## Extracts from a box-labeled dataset
begin

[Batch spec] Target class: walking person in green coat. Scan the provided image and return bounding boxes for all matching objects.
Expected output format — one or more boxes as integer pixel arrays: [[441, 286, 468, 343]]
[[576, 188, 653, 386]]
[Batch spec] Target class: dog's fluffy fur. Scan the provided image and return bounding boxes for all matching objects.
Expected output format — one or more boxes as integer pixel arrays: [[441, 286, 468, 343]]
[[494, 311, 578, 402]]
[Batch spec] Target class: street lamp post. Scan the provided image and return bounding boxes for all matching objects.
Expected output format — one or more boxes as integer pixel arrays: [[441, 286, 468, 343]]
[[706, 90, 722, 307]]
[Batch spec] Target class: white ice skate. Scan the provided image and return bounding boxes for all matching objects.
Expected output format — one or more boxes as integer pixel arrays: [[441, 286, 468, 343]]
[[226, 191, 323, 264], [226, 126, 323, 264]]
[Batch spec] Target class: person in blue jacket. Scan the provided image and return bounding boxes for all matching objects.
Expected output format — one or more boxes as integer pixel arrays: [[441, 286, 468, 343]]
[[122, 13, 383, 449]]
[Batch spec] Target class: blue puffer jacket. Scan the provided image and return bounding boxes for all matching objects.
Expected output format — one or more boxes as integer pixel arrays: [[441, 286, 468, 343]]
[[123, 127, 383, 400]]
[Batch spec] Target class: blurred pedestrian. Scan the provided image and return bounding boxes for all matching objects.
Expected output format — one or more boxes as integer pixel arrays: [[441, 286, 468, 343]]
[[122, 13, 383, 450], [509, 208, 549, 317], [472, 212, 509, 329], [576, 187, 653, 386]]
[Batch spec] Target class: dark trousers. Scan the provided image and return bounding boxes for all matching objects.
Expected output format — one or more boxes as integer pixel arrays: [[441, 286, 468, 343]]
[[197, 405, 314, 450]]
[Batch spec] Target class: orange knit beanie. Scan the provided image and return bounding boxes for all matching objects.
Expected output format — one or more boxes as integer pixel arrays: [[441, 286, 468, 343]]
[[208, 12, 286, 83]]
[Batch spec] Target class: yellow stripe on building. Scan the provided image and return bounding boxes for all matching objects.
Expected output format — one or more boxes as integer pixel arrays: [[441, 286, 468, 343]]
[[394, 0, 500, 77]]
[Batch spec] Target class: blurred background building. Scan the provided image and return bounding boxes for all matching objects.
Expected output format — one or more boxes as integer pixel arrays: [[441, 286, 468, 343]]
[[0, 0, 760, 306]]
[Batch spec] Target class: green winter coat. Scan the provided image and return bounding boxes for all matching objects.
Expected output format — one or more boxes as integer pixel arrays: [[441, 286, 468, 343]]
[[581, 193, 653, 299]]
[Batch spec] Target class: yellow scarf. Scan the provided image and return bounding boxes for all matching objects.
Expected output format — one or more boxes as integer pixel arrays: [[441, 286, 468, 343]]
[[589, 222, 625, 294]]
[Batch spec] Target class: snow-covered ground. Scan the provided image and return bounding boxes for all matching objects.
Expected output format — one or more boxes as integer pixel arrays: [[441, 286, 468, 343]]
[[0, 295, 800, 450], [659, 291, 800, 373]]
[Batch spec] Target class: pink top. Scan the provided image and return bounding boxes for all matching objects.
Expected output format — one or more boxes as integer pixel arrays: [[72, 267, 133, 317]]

end

## Challenge
Present all of the entries above as a numbered list, with any blank lines omitted.

## Answer to the task
1. [Batch spec] Target class: walking person in green coat. Scan the provided image and return bounding boxes for all matching objects.
2. Expected output format — one or more boxes as integer pixel arrays: [[441, 286, 468, 343]]
3. [[576, 188, 653, 386]]
4. [Batch spec] Target class: dog's fluffy fur. Scan the provided image and return bounding boxes for all matching objects.
5. Expected output format — one or more boxes as integer pixel arrays: [[441, 286, 468, 343]]
6. [[494, 311, 578, 402]]
7. [Batch spec] Target class: street lamp post. Scan the provided image and return bounding boxes for all matching objects.
8. Expected output format — one or more boxes as integer pixel arrays: [[441, 286, 468, 343]]
9. [[706, 90, 722, 307]]
10. [Batch spec] Target class: white ice skate. Scan the provided image and return bounding boxes for all matching objects.
11. Expected output format — one or more boxes as integer pixel arrays: [[441, 286, 468, 343]]
12. [[226, 191, 323, 264], [226, 126, 323, 264]]
13. [Batch spec] Target class: person in blue jacket. Scan the provided image and return bounding boxes for all matching objects.
14. Expected output format — one or more boxes as integer pixel arrays: [[441, 286, 468, 343]]
15. [[122, 13, 383, 449]]
16. [Batch spec] Target class: blue puffer jacket. Scan the provided image and return bounding boxes for all matching objects.
17. Expected output format — one or more boxes as integer pixel arrays: [[441, 286, 468, 343]]
18. [[123, 127, 383, 400]]
19. [Batch spec] Target class: blurred pedestrian. Scan the provided image and return bounding boxes for all matching objects.
20. Expected output format — one or more boxes as integer pixel arrays: [[441, 286, 468, 343]]
21. [[122, 13, 383, 450], [509, 208, 549, 317], [472, 212, 509, 329], [576, 187, 653, 386]]
22. [Batch spec] Target class: dark trousers. Scan the provided image and return bounding boxes for all matching objects.
23. Expected output format — one or more boxes as integer pixel arrays: [[441, 286, 468, 343]]
24. [[197, 405, 314, 450]]
25. [Batch spec] Target class: orange knit beanie. Scan the provided image and return bounding boxes for all matching objects.
26. Expected output format — one or more boxes as integer pixel arrays: [[441, 286, 468, 343]]
27. [[208, 12, 286, 83]]
28. [Batch spec] Target class: yellow stripe on building. Scan the provided image and return bounding boxes for all matching objects.
29. Expected output format — one or more boxes as integer pixel arrays: [[441, 286, 468, 343]]
30. [[394, 0, 500, 77]]
31. [Batch spec] Target class: blurred background building. Scan the provided image and return bounding boxes for all matching objects.
32. Expected output format — one or more boxes as integer pixel arrays: [[441, 286, 468, 343]]
33. [[0, 0, 760, 306]]
34. [Batch spec] Target class: green winter coat. Scan the provided image and return bounding boxes for all matching objects.
35. Expected output format — one or more boxes as integer pixel arrays: [[441, 286, 468, 343]]
36. [[581, 193, 653, 299]]
37. [Batch spec] Target class: yellow scarf. Scan the provided image and return bounding boxes for all matching objects.
38. Expected output format — one or more boxes as integer pixel arrays: [[441, 286, 468, 343]]
39. [[589, 222, 625, 294]]
40. [Batch spec] Target class: snow-covered ground. Scan the provided image and return bounding boxes for all matching objects.
41. Expected output format — one or more boxes as integer pixel arrays: [[441, 286, 468, 343]]
42. [[0, 295, 800, 450], [659, 291, 800, 373]]
43. [Batch spec] Target class: pink top. Scan the provided image and return bounding boxes for all matching objects.
44. Expected output format — one or more boxes as integer pixel arrays: [[72, 267, 133, 317]]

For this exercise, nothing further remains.